取り組む課題:
• A. 東北の求人トレンドに関する本文の次の一文を英語にするとどうなりますか？「全国的に雇用が減少し企業が新卒採用を制限する中、秋田県では新卒求人数が増加し、就職決定率も上昇しています。」
• B. 東北の求人トレンドに関する本文では、「新卒応援ハローワーク」で提供されているものとして何が挙げられていますか？すべて列挙してください。
• C. 東北の求人トレンドに関する本文は途中で終わっています。最後の文の次から書き継いでいただけますか？

本文抜粋:
%%

秋田・岩手・宮城の求人トレンドと地元で働きたい学生の声
2024/02/25
東北地域の求人状況を見ると、秋田県はやや回復傾向で新卒採用数の増加や就職決定率の上昇が見られます。岩手県では求人市場の持ち直しの動きが弱まり、正社員不足が深刻化しています。宮城県では求人数や転職希望者に変化は見られず、横ばいの状況が続いています。地域差異を踏まえ、東北地域全体の雇用状況の安定化に向けた取り組みが必要です。
秋田県の求人トレンドはやや回復傾向
近年、秋田県の求人トレンドは、やや回復傾向にあります。経済の不確定要因や人口減少の影響もある中、労働市場においては一定の持ち直しの兆しが見られます。特に、新卒採用数の増加や就職決定率の上昇など、一部の指標では前向きな動きがあります。
◇回復傾向にあるがやや足踏み
秋田県の求人市場は、2023年の10月における有効求人倍率が1.50倍と前月をわずかに上回っています。しかし、持ち直しの動きに足踏み感があり、物価上昇などの影響により一部で厳しさがみられています。
具体的には、企業の求人は前年同月比で減少しており、多くの業種で人手不足が続く一方で、物価や燃料費の上昇により人件費に経費を回せない事業主も増加しています。これらの要因が組み合わさり、求人市場の回復が一部で足踏み状態にあります。
今後も物価の高騰や最低賃金の引き上げなどの影響により、一部では厳しい状況が続くと見られています。このような状況で、企業と労働者双方にとって安定した雇用環境を築くためには、経済の安定化や労働条件の改善が求められます。
◇就職支援の強化
全国的に雇用が減少し企業が新卒採用を制限する中、秋田県では新卒求人数が増加し、就職決定率も上昇しています。
この背景には、ハローワークや地域団体の支援があります。特に、「新卒応援ハローワーク」では、全国の求人情報を検索できるサービスが提供され、自宅からもアクセスできます。さらに、エントリーシートや履歴書の作成方法の指導や模擬面接、心理的サポートも提供されています。
また、これまで新卒採用を行っていなかった企業や採用を一時中断していた企業に就職支援員が訪問し、求人の支援を行っています。就職支援員は主に人事労務や就職支援の経験者が担当し、中小企業とのマッチングや職業紹介、職場定着の支援も行っています。

%%

データセットの記録:
%%

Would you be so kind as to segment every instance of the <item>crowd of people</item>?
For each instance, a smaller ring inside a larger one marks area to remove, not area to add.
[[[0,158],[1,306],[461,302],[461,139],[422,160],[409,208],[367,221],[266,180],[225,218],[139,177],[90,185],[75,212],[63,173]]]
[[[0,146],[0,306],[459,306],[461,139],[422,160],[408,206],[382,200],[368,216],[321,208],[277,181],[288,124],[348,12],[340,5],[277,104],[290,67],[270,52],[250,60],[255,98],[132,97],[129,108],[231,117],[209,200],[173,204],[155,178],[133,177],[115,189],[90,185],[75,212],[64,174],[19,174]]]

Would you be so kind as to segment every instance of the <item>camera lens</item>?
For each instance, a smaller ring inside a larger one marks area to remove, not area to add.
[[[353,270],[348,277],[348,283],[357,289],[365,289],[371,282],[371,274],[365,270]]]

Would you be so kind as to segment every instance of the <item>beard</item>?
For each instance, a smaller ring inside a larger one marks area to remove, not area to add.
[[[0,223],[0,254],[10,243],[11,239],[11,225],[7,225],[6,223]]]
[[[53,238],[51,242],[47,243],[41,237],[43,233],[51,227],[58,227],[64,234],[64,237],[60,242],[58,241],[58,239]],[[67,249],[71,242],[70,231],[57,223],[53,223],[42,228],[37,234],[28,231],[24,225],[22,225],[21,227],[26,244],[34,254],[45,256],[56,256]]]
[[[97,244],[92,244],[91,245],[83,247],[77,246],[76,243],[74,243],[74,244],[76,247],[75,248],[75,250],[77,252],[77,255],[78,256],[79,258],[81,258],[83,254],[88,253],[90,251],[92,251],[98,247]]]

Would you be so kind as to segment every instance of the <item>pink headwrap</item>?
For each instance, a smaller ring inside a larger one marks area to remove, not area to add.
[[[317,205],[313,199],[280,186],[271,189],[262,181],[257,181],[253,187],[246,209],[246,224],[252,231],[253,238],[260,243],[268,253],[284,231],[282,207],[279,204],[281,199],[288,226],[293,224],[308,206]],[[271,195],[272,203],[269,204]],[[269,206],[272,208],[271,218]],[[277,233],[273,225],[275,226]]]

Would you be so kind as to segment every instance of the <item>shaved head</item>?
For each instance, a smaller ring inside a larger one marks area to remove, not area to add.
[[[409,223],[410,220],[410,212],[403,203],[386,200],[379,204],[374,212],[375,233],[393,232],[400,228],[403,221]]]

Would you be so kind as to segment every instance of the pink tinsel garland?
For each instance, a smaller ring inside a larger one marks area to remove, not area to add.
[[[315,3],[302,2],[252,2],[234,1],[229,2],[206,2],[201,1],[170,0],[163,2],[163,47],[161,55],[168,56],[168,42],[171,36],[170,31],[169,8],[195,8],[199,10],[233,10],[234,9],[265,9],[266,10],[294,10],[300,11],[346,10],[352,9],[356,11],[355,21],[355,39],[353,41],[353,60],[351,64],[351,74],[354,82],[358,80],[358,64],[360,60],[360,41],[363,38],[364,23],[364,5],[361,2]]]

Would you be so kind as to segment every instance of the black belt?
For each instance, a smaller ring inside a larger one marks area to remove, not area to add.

%%

解答一覧:
• A. While employment is declining nationwide and companies are limiting their hiring of new graduates, Akita Prefecture is seeing an increase in job openings for new graduates and a rise in the job placement rate.

• B.
- 全国の求人情報を検索できるサービス(自宅からもアクセス可能)
- エントリーシートや履歴書の作成方法の指導
- 模擬面接
- 心理的サポート

• C.
これらの取り組みにより、秋田県では新卒の就職支援が強化され、求人トレンドがやや回復傾向にあります。
岩手県の求人は持ち直しの動きが弱まる
岩手県の求人市場は、持ち直しの動きが弱まりつつあります。経済の不透明感や人口減少の影響が指摘され、雇用の回復が一段と厳しい状況です。
◇持ち直しの動きは弱まる
岩手県の求人市場は、2022年度と比較して持ち直しの動きが弱まっています。有効求人倍率は前年を0.10ポイント下回る1.24倍となり、3年ぶりの低下が見られます。
産業別にみると、ほとんどの産業で新規求人が減少傾向にありますが、飲料・たばこ・飼料製造業やプラスチック製品製造業、情報通信業など一部の産業では増加しています。
これらの動向は、経済の不確定要因や物価上昇などの影響を受けており、引き続きこのような要因に留意する必要があります。求人市場の持ち直しを促進するためには、地域経済の活性化や産業の多様化が求められます。
◇正社員が不足している
東北6県企業の動向調査によると、東北地域全体で正社員の不足が深刻化しています。2022年1月の正社員の不足割合は54.9%(前月比1.6ポイント増)、非正社員も39.2%(同1.2ポイント増)です。新型コロナウイルスやウクライナ情勢、原材料価格の高騰、賃金動向などの要因が企業の雇用動向に不透明感をもたらしています。
特に正社員不足は販売の職業が37.5%で最も多く、専門的・技術的職業(32.1%)、事務的職業(23.2%)、建設・採掘の職業(23.2%)がそれに続いています。
全国で見た場合、社員の高齢化や2024年問題、海外技能実習生の入国制限の影響、DXなどが雇用を積極的にさせる要因として挙げられます。一方で、ウクライナ情勢や新型コロナウイルスの影響により、雇用動向が再び落ち込む懸念もあります。
宮城県の求人トレンドは横ばい傾向が続く
宮城県における求人トレンドは、横ばいの傾向が続いています。経済の変化や人口動態の影響を受けながらも、求人数や転職希望者に大きな変化は見られず、安定した状況が続いています。
◇持ち直しから横ばい傾向へ
宮城県の求人トレンドは、持ち直しから横ばい傾向へと移行しています。前年度と比較して、県内の雇用失業情勢では求人が求職を上回っており、一定の持ち直しの兆しが見られますが、その動きは足踏み感があります。
特に、物価上昇などが雇用に与える影響にはより一層の注意が必要です。2023年の平均有効求人倍率は1.37倍で、前年と同水準です。産業別にみると、卸売業・小売業やサービス業は年々増加傾向にありますが、住宅業界や宿泊業、飲食サービス業などでは減少や横ばいが続いています。
このような傾向は、地域経済の変化や労働市場の構造変化に関連しており、引き続き課題解決に向けた努力が求められます。
◇東北での就職についての意識
東北地域における就職に関する調査から、多くの東北出身者が地元での就職を希望していることがうかがえます。
地元で働きたい理由として、慣れ親しんだ土地への愛着や地元への貢献意識が主に挙げられます。一方で、地元で働きたくない理由は、地元の経済環境や働き口の少なさが主な要因です。
また、東北以外出身者においては、東北での就職に否定的な意識が強く、生活環境や就職先の営業所の有無などがその理由として挙げられます。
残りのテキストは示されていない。